[Records from a collection]

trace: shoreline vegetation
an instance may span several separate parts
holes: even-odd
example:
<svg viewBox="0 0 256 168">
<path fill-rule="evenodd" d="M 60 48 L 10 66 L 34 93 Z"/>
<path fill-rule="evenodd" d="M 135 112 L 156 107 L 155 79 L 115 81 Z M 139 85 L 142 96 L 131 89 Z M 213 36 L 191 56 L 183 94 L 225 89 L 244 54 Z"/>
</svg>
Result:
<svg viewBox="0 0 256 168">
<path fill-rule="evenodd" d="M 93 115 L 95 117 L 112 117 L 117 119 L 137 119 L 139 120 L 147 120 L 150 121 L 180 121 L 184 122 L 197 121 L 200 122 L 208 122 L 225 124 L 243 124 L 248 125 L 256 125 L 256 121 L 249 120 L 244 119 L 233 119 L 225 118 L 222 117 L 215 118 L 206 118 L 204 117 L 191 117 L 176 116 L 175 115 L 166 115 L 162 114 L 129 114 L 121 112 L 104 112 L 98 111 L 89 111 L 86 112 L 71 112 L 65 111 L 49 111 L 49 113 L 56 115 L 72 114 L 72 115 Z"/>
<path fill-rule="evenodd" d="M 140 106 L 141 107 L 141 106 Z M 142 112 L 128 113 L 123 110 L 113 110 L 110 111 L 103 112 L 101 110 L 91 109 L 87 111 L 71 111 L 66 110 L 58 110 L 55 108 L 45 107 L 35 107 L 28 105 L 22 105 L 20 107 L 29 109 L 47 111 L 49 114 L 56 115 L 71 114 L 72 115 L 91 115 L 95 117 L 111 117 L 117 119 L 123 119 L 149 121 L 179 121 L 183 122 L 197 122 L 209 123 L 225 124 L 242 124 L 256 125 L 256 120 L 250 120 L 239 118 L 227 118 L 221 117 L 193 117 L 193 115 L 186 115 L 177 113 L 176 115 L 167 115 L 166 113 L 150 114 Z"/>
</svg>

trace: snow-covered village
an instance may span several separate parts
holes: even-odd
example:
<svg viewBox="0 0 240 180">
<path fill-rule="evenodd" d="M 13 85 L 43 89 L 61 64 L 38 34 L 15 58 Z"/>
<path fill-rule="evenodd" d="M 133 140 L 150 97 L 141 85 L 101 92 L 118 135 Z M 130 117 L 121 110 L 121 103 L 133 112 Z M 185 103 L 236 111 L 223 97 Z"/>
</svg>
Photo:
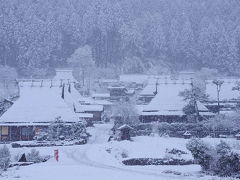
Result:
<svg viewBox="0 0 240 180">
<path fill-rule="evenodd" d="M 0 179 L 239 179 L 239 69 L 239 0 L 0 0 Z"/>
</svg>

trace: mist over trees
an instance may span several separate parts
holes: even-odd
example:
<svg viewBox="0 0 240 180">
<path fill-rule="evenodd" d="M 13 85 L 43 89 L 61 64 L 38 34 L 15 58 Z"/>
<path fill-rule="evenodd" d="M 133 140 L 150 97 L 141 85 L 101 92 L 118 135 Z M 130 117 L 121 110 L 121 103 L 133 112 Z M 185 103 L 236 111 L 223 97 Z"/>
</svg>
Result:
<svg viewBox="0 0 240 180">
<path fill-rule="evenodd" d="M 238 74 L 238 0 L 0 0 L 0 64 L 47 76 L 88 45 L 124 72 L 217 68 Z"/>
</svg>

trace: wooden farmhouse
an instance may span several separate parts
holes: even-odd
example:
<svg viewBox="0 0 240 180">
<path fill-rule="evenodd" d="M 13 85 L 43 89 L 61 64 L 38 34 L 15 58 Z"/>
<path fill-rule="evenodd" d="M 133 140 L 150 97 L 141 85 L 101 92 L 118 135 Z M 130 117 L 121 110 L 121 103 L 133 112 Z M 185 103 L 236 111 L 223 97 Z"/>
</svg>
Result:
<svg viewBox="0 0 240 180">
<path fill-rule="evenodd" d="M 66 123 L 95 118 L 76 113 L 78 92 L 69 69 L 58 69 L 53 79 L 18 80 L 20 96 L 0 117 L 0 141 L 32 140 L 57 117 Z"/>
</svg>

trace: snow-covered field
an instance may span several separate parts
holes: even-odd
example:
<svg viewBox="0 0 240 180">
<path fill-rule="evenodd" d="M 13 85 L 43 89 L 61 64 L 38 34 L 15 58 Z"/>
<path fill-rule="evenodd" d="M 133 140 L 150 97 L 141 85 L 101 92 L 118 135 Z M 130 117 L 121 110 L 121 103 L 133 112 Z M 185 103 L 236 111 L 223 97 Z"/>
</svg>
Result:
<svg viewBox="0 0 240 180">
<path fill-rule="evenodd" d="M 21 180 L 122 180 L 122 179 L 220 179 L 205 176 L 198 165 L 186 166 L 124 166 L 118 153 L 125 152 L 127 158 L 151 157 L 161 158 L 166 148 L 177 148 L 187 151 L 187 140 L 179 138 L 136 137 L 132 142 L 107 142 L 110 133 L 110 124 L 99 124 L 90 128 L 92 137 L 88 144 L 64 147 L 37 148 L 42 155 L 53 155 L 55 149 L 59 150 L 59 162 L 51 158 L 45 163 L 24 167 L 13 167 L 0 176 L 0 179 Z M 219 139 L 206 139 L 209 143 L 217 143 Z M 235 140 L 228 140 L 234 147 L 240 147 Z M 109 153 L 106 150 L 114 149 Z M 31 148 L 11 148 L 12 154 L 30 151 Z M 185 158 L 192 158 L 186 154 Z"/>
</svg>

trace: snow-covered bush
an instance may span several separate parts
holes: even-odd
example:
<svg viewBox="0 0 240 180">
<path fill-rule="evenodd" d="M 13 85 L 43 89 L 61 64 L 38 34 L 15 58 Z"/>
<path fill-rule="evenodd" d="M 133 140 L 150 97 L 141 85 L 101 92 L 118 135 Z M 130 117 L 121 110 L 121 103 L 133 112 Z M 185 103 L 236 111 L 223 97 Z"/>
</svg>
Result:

WHAT IS NEEDED
Copy every item above word for word, leaving out the pictures.

FULL OUTPUT
trace: shoreline vegetation
an instance may span several separate parts
holes: even-odd
example:
<svg viewBox="0 0 256 168">
<path fill-rule="evenodd" d="M 60 48 L 10 66 L 34 93 Z"/>
<path fill-rule="evenodd" d="M 135 112 L 156 107 L 155 79 L 115 81 Z M 139 85 L 142 96 L 131 89 Z M 213 36 L 191 56 L 183 94 L 225 89 L 244 54 Z"/>
</svg>
Result:
<svg viewBox="0 0 256 168">
<path fill-rule="evenodd" d="M 93 115 L 95 117 L 112 117 L 117 119 L 137 119 L 139 120 L 147 120 L 150 121 L 180 121 L 184 122 L 197 121 L 200 122 L 208 122 L 225 124 L 243 124 L 248 125 L 256 125 L 256 121 L 249 120 L 244 119 L 233 119 L 225 118 L 222 117 L 215 118 L 206 118 L 204 117 L 191 117 L 176 116 L 175 115 L 166 115 L 162 114 L 129 114 L 121 112 L 104 112 L 98 111 L 89 111 L 86 112 L 71 112 L 65 111 L 49 111 L 49 113 L 56 115 L 72 114 L 72 115 Z"/>
<path fill-rule="evenodd" d="M 140 106 L 141 107 L 141 106 Z M 142 112 L 128 113 L 123 110 L 113 110 L 110 111 L 103 112 L 101 110 L 91 109 L 87 111 L 71 111 L 66 110 L 58 110 L 55 108 L 45 107 L 35 107 L 28 105 L 22 105 L 20 107 L 29 109 L 47 111 L 49 114 L 56 115 L 71 114 L 72 115 L 91 115 L 95 117 L 111 117 L 117 119 L 123 119 L 149 121 L 179 121 L 183 122 L 197 122 L 209 123 L 225 124 L 242 124 L 256 125 L 256 120 L 250 120 L 239 118 L 227 118 L 221 117 L 193 117 L 193 115 L 186 115 L 177 113 L 176 115 L 167 115 L 166 113 L 150 114 Z"/>
</svg>

trace: snow-covered village
an instance may span several separate parts
holes: even-odd
example:
<svg viewBox="0 0 240 180">
<path fill-rule="evenodd" d="M 13 85 L 43 89 L 61 64 L 38 34 L 15 58 Z"/>
<path fill-rule="evenodd" d="M 133 140 L 150 97 L 141 85 L 101 92 L 118 135 Z M 130 117 L 121 110 L 121 103 L 133 112 Z M 185 103 L 236 111 L 223 97 Z"/>
</svg>
Photo:
Result:
<svg viewBox="0 0 240 180">
<path fill-rule="evenodd" d="M 0 179 L 239 179 L 239 69 L 239 0 L 0 0 Z"/>
</svg>

trace: mist over trees
an instance may span several separate parts
holes: even-odd
example:
<svg viewBox="0 0 240 180">
<path fill-rule="evenodd" d="M 13 85 L 43 89 L 61 64 L 38 34 L 15 58 Z"/>
<path fill-rule="evenodd" d="M 133 140 L 150 97 L 141 85 L 101 92 L 118 135 Z M 130 117 L 121 110 L 121 103 L 133 112 Z M 185 103 L 236 111 L 223 97 Z"/>
</svg>
Result:
<svg viewBox="0 0 240 180">
<path fill-rule="evenodd" d="M 238 74 L 238 0 L 0 0 L 0 64 L 47 76 L 88 45 L 124 72 L 217 68 Z"/>
</svg>

trace: wooden farmhouse
an instance may span several separate parts
holes: even-odd
example:
<svg viewBox="0 0 240 180">
<path fill-rule="evenodd" d="M 13 85 L 43 89 L 61 64 L 38 34 L 15 58 Z"/>
<path fill-rule="evenodd" d="M 133 140 L 150 97 L 141 85 L 101 92 L 118 135 Z M 130 117 L 121 110 L 121 103 L 133 112 Z M 185 103 L 236 111 L 223 97 Z"/>
</svg>
Result:
<svg viewBox="0 0 240 180">
<path fill-rule="evenodd" d="M 66 123 L 95 118 L 76 113 L 78 92 L 69 69 L 58 69 L 53 79 L 18 80 L 20 96 L 0 117 L 0 141 L 32 140 L 57 117 Z"/>
</svg>

trace: snow-covered field
an instance may span several separate parts
holes: even-odd
example:
<svg viewBox="0 0 240 180">
<path fill-rule="evenodd" d="M 13 85 L 43 89 L 61 64 L 38 34 L 15 58 Z"/>
<path fill-rule="evenodd" d="M 133 140 L 150 97 L 141 85 L 101 92 L 118 135 Z M 130 117 L 121 110 L 121 103 L 133 112 Z M 185 103 L 236 111 L 223 97 Z"/>
</svg>
Result:
<svg viewBox="0 0 240 180">
<path fill-rule="evenodd" d="M 21 180 L 122 180 L 122 179 L 220 179 L 205 176 L 198 165 L 186 166 L 124 166 L 118 153 L 125 152 L 127 158 L 151 157 L 161 158 L 166 148 L 177 148 L 187 151 L 187 140 L 179 138 L 136 137 L 132 142 L 107 142 L 110 133 L 110 124 L 99 124 L 90 128 L 92 137 L 88 144 L 64 147 L 37 148 L 42 155 L 53 155 L 55 149 L 59 150 L 59 162 L 51 158 L 45 163 L 24 167 L 13 167 L 0 176 L 0 179 Z M 219 139 L 206 139 L 209 143 L 217 143 Z M 235 140 L 228 140 L 234 147 L 240 147 Z M 109 153 L 106 150 L 114 149 Z M 31 148 L 11 148 L 12 154 L 30 151 Z M 185 158 L 192 158 L 186 154 Z"/>
</svg>

trace: snow-covered bush
an instance may span several separate parts
holes: even-odd
example:
<svg viewBox="0 0 240 180">
<path fill-rule="evenodd" d="M 13 85 L 43 89 L 61 64 L 38 34 L 15 58 Z"/>
<path fill-rule="evenodd" d="M 133 140 L 150 97 L 141 85 L 101 92 L 118 135 Z M 130 117 L 121 110 L 121 103 L 133 112 Z M 185 103 L 236 111 L 223 97 Z"/>
</svg>
Result:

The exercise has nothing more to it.